§ GIVEN EXERCISE
Return, exactly, the line that contains "Expected: for each instance of the distant" together with all lines after it to the end of the entries, and no further lines.

§ WORKING DATA
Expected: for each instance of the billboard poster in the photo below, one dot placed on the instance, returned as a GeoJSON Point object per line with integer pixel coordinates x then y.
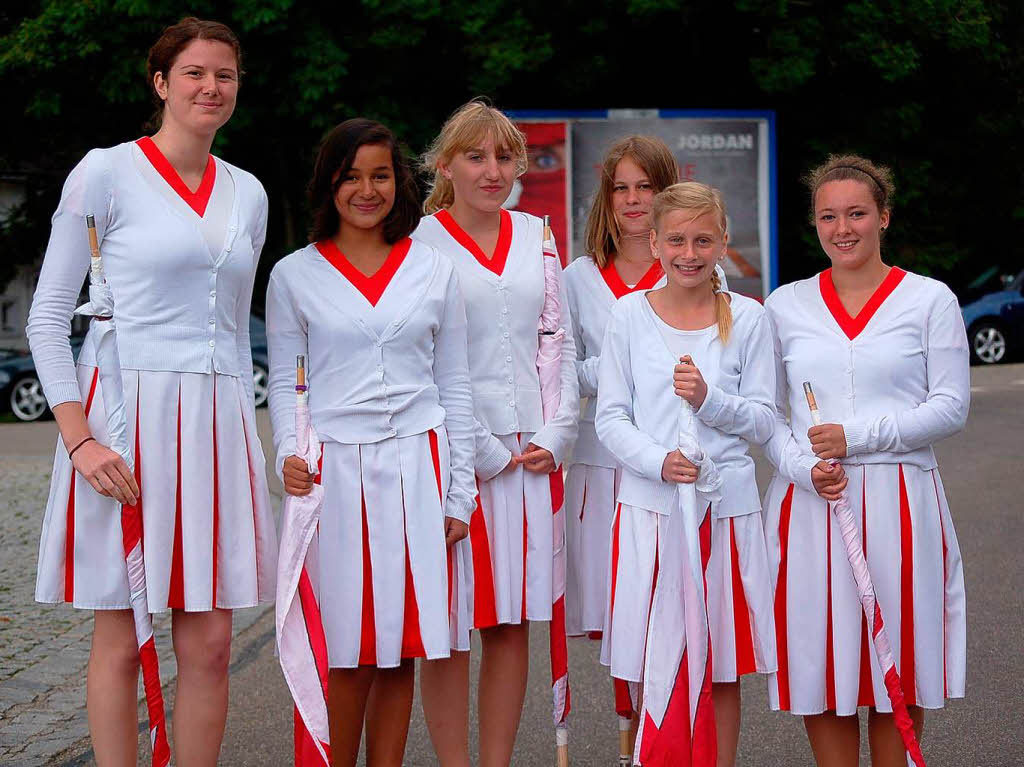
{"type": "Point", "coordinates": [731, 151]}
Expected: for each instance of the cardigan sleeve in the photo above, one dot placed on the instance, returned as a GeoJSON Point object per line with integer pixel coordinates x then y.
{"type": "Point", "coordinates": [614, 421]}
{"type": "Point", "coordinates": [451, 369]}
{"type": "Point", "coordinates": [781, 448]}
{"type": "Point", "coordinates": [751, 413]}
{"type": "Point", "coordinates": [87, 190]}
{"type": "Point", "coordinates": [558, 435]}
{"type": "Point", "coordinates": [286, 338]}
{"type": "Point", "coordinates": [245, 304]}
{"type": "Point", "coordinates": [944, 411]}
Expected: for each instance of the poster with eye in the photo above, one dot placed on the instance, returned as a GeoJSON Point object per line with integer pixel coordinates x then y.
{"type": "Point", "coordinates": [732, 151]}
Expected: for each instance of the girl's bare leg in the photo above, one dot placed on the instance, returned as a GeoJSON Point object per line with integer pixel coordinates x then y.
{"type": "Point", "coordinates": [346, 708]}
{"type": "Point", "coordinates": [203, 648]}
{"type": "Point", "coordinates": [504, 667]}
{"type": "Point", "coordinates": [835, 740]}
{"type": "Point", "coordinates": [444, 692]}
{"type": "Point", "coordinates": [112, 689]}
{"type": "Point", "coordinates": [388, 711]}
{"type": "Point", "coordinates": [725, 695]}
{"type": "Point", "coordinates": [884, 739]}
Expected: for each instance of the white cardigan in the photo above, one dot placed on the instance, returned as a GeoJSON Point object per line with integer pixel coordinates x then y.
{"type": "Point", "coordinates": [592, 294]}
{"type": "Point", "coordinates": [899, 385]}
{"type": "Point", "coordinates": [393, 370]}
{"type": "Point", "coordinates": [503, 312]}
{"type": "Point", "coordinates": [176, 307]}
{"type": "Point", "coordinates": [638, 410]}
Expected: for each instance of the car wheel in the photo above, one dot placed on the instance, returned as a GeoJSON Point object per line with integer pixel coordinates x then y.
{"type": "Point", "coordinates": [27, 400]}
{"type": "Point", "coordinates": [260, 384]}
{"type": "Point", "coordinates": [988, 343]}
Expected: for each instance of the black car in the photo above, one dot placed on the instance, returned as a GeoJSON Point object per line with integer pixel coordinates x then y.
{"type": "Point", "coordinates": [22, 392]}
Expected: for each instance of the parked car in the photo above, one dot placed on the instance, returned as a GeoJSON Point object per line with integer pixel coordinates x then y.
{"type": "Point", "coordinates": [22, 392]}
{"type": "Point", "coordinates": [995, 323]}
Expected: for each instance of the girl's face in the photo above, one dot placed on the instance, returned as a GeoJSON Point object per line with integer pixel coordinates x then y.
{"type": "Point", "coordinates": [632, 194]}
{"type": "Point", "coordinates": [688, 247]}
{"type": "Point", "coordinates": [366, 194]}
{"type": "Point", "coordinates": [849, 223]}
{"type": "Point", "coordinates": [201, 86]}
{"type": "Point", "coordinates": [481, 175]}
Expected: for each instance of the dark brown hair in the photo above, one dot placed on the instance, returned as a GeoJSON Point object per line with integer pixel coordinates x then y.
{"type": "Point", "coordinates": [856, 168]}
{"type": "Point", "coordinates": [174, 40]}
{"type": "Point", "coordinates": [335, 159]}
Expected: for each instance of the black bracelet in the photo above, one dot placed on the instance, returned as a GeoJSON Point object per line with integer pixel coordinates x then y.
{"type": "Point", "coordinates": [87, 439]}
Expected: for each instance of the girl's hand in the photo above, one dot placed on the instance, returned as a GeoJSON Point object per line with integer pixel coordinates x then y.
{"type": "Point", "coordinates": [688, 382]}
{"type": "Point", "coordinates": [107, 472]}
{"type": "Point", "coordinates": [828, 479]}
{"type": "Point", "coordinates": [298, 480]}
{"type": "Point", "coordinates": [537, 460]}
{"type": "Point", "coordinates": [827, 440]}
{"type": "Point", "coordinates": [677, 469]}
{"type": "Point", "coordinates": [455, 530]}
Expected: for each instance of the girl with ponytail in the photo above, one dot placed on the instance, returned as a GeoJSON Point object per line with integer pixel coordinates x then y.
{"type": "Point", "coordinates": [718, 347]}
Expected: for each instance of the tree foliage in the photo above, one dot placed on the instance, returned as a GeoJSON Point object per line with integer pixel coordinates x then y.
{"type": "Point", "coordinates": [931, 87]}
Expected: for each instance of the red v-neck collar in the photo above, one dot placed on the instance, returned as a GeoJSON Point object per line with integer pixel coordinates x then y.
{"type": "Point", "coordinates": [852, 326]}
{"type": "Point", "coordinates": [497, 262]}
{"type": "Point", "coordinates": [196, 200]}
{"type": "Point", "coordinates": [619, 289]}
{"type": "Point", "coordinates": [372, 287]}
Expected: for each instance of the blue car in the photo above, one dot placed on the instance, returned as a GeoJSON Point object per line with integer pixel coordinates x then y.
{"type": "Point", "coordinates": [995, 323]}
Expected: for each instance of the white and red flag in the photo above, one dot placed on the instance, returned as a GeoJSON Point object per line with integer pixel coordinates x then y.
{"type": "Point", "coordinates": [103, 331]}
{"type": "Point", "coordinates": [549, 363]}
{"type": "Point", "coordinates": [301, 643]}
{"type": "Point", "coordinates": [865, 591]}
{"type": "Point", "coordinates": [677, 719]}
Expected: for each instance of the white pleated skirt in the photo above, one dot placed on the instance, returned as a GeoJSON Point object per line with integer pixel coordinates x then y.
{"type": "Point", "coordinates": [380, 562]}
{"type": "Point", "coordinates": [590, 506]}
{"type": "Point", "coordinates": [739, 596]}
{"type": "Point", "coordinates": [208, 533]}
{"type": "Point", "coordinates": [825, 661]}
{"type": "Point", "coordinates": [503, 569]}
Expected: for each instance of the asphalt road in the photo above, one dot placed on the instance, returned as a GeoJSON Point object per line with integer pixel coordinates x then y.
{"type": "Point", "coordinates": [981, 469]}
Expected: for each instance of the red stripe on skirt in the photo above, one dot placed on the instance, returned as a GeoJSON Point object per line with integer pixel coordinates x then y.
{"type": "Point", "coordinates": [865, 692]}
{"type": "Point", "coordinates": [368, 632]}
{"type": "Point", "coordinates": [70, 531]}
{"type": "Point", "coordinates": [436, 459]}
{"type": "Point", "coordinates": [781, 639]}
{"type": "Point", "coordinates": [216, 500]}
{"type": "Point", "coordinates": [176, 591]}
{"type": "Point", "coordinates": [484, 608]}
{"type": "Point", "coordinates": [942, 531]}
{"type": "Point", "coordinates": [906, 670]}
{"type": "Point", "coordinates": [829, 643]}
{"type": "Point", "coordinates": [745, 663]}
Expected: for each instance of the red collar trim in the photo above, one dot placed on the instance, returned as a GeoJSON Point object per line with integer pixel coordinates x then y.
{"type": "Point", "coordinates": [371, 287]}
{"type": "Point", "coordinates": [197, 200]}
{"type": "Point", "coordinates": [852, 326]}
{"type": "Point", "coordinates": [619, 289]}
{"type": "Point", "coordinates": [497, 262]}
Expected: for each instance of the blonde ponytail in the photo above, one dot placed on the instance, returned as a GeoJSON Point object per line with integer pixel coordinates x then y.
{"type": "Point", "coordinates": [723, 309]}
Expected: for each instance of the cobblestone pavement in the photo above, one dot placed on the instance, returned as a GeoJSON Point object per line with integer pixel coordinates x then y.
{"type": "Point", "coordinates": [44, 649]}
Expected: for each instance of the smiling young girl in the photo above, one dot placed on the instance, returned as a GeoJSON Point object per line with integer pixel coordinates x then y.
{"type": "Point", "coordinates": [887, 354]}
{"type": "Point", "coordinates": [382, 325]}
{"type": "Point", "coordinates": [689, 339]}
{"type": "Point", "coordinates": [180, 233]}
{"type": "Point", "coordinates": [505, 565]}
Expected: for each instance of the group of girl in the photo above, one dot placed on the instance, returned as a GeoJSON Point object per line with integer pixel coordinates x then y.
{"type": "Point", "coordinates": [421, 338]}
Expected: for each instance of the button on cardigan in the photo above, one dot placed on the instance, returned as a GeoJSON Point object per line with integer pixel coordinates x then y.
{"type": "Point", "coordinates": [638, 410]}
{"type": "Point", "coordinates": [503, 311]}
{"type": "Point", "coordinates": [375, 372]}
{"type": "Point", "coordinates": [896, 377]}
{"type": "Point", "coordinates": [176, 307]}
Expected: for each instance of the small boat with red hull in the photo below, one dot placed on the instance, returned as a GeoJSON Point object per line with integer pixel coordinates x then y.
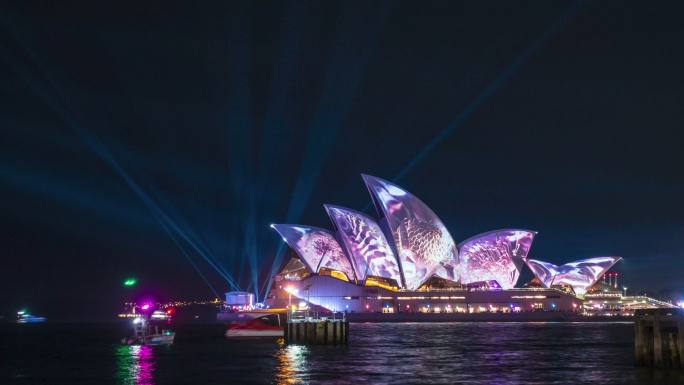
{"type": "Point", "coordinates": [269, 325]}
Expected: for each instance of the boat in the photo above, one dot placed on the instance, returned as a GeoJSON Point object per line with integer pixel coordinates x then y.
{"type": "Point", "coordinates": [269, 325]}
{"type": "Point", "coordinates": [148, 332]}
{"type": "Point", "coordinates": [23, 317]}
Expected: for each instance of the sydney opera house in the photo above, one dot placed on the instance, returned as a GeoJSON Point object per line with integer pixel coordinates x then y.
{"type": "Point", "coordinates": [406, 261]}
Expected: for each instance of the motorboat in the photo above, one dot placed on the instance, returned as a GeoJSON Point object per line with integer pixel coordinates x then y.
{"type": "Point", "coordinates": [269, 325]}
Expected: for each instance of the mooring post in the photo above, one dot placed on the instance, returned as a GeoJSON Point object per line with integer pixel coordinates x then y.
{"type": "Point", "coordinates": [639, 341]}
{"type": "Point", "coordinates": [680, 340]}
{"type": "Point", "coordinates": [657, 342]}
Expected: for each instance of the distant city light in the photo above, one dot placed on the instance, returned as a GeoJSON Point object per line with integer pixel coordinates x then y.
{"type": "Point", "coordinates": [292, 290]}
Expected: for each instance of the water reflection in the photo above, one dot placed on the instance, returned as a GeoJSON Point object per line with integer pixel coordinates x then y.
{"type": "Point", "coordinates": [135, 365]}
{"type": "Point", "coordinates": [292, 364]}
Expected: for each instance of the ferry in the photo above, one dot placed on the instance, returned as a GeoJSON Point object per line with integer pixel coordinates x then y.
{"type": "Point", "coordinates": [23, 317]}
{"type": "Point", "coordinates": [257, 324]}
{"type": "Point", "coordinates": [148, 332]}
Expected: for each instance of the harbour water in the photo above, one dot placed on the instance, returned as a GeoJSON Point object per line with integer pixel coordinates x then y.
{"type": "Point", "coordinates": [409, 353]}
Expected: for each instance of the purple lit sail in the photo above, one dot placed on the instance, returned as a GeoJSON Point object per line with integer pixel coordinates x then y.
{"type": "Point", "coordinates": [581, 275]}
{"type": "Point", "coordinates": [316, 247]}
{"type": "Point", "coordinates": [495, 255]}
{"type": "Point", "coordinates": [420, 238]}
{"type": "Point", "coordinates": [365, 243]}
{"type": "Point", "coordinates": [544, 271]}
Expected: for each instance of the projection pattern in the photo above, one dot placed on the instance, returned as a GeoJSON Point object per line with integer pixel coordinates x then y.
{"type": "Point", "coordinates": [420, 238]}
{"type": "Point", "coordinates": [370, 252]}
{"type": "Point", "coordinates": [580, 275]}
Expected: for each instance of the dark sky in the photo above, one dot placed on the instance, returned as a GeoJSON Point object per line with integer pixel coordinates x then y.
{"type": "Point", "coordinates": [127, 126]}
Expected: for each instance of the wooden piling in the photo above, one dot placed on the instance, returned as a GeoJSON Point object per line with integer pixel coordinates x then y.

§ OUTPUT OF THE TASK
Expected: for each instance of the distant city light in the photo above, one dot placed on the instance, returned as a GeoJSON Point object per line with integer pixel coordinates x then y.
{"type": "Point", "coordinates": [292, 290]}
Expected: for each instance of the water reflection in the photo above, one dot placed on the instance, returned as a GeoJSON Point object per line with integer pixel coordinates x then y.
{"type": "Point", "coordinates": [135, 365]}
{"type": "Point", "coordinates": [292, 364]}
Expected: for each instance of the ferry in the photo above, one dot placed on the instance, returned as a GeoJSON Point object per line with integer pixel coordinates x then y.
{"type": "Point", "coordinates": [23, 317]}
{"type": "Point", "coordinates": [257, 324]}
{"type": "Point", "coordinates": [148, 332]}
Expected: for each instance of the harbour water in the photo above, one dot placed on the instance, returned as a GeoJSON Point object per line with integer pixel coordinates x then y.
{"type": "Point", "coordinates": [409, 353]}
Expected: for each instance of the purple lit sail in the photo above, one dot placed on the instance, returned as a GeoJSON Point object per line with integer pixel coordinates x then y.
{"type": "Point", "coordinates": [581, 275]}
{"type": "Point", "coordinates": [316, 247]}
{"type": "Point", "coordinates": [495, 255]}
{"type": "Point", "coordinates": [420, 238]}
{"type": "Point", "coordinates": [365, 243]}
{"type": "Point", "coordinates": [544, 271]}
Expected: for each instance of the projection pattern in the photo above, one dot placed on the instance, returned as a GeoJSON Point object per line with integer pixel coordinates x then y.
{"type": "Point", "coordinates": [420, 238]}
{"type": "Point", "coordinates": [370, 252]}
{"type": "Point", "coordinates": [580, 275]}
Expected: for each instance of the dark sky in the photo above, one dot placed on the instance, returned as a GeoJSON Point object per line with integer pixel coordinates x then y.
{"type": "Point", "coordinates": [127, 126]}
Expected: for each instance of the wooden piling in the photo above, one dot placed on the instance, returned as a GeoJSON Point object per line with integer pixel coordinates x then y.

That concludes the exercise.